◆ Extrait
Le gouvernement n’est pas en reste sur le sujet. Devant le 105e Congrès de l’AMF, fin novembre, l’ancienne Première ministre, Élisabeth Borne, avait affirmé vouloir « travailler sur un statut de l’élu en partenariat avec l’AMF pour résoudre tous les irritants »  en espérant aboutir « au premier semestre 2024 ». Son successeur, Gabriel Attal, veut aller plus vite. Devant les sénateurs, le 31 janvier, il a souhaité « mettre en place un véritable statut de l’élu »  en s’appuyant sur les nombreuses propositions des parlementaires et des associations d’élus. « Je souhaite que des propositions puissent aboutir d’ici la fin du premier trimestre ». Sans que l’on sache, à ce stade, si l’exécutif souhaite s’appuyer sur l’un des deux textes des parlementaires ou déposer son propre projet de loi. 

Les principales mesures proposées par les parlementaires

Indemnités : Sénateurs et députés s’accordent sur leur nécessaire revalorisation. Le Sénat augmente le barème applicable aux indemnités des maires, étend aux adjoints la règle selon laquelle les indemnités de fonction sont fixées au maximum légal sauf délibération contraire du conseil municipal. Il modifie le mode de calcul de l’enveloppe indemnitaire globale pour mieux indemniser les conseillers municipaux.

◆ Consigne A
Mettez à jour les enregistrements, de la ligne qui contient « grate and give integer pixel coordinates. » jusqu'à la fin des enregistrements, ces deux bornes étant comprises. Remplacez « keypoint » par « marker » sans rien changer d'autre, puis redonnez seulement ces lignes.
Le texte et les enregistrements n'ont aucun lien entre eux.

◆ Données de travail
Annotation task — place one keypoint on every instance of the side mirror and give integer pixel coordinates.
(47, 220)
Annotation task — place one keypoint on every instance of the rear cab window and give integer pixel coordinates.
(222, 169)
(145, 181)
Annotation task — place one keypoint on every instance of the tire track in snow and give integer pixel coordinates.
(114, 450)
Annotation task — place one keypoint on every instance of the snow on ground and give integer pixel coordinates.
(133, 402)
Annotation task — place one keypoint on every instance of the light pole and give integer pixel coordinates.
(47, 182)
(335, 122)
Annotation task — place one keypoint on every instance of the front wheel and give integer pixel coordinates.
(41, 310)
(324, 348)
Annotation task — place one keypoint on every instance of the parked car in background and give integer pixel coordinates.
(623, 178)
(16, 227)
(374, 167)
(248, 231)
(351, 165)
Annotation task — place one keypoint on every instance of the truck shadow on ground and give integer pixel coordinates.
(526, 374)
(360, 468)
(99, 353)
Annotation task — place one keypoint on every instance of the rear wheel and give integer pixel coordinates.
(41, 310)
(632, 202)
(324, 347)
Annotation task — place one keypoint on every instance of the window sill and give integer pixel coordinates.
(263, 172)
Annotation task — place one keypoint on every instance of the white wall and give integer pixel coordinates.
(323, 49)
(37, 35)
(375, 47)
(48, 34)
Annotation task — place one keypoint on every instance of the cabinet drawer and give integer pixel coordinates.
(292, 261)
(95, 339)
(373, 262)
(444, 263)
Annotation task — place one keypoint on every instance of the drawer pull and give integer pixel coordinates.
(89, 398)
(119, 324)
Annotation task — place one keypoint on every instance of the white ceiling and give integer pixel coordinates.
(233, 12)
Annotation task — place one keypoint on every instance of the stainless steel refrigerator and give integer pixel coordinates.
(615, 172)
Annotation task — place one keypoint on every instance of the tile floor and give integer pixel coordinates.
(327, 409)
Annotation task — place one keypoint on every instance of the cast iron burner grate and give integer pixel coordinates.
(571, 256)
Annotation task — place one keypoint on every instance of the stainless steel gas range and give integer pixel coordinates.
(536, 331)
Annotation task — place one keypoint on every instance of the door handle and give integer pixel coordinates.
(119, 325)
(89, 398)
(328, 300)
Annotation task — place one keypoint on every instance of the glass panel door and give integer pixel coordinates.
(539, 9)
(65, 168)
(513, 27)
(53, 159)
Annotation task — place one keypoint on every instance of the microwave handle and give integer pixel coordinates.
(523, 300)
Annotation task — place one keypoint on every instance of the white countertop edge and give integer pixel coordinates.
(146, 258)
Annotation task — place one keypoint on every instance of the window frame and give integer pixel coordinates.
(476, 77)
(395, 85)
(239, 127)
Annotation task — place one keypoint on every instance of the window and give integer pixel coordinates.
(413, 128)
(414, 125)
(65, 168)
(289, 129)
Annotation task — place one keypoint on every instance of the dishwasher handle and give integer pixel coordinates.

◆ Consigne B
Rédigez la suite du texte sur le statut de l'élu en reprenant après sa dernière phrase.

◆ Réponse rédigée A
Annotation task — place one marker on every instance of the cast iron burner grate and give integer pixel coordinates.
(571, 256)
Annotation task — place one marker on every instance of the stainless steel gas range and give integer pixel coordinates.
(536, 331)
Annotation task — place one marker on every instance of the door handle and give integer pixel coordinates.
(119, 325)
(89, 398)
(328, 300)
Annotation task — place one marker on every instance of the glass panel door and give integer pixel coordinates.
(539, 9)
(65, 168)
(513, 27)
(53, 159)
Annotation task — place one marker on every instance of the microwave handle and give integer pixel coordinates.
(523, 300)
Annotation task — place one marker on every instance of the white countertop edge and give integer pixel coordinates.
(146, 258)
Annotation task — place one marker on every instance of the window frame and give integer pixel coordinates.
(476, 77)
(395, 85)
(239, 127)
Annotation task — place one marker on every instance of the window and give integer pixel coordinates.
(413, 128)
(414, 125)
(65, 168)
(289, 129)
Annotation task — place one marker on every instance of the dishwasher handle and give integer pixel coordinates.

◆ Réponse rédigée B
Les députés proposent que « les indemnités de fonction des exécutifs locaux (…) et de leurs adjoints ou vice présidents (ou autres membres du conseil exécutif, le cas échéant) disposant d’une délégation de l’exécutif [soient] désormais fixées au plafond du barème prévu par la loi ou le règlement sans avoir besoin d’une délibération de l’organe délibérant, sauf si celui ci en décide autrement à la demande de l’exécutif »  ; et l’attribution à « tout élu d’une collectivité territoriale ou d’un EPCI à fiscalité propre (…) d’une indemnité de fonction minimale ». Son montant varierait selon la population (entre 40,85 et 245,15 euros brut par mois) et serait compensée « pour les communes de moins de 1 000 habitants par un relèvement de la dotation particulière "élu local" (DPEL) », souligne l’exposé des motifs du texte.  

Frais professionnels : le Sénat veut rendre obligatoire le remboursement par la collectivité des frais de transport des élus liés à l’exercice du mandat ; Il étend aux communes de moins de 10 000 habitants la compensation par l’Etat des frais de garde d’enfant ou d’assistance aux personnes âgées ou en situation de handicap engagés par les élus pour participer aux réunions liées à l’exercice du mandat. 

Les députés étendent à toutes les collectivités et à tous les EPCI la possibilité pour leurs exécutifs de disposer d’une indemnité pour frais de représentation ; la prise en charge des frais de séjour et de transport serait étendue « à tout élu disposant d’une délégation de l’exécutif lorsqu’il représente sa collectivité ou son EPCI en dehors de tout mandat spécial ».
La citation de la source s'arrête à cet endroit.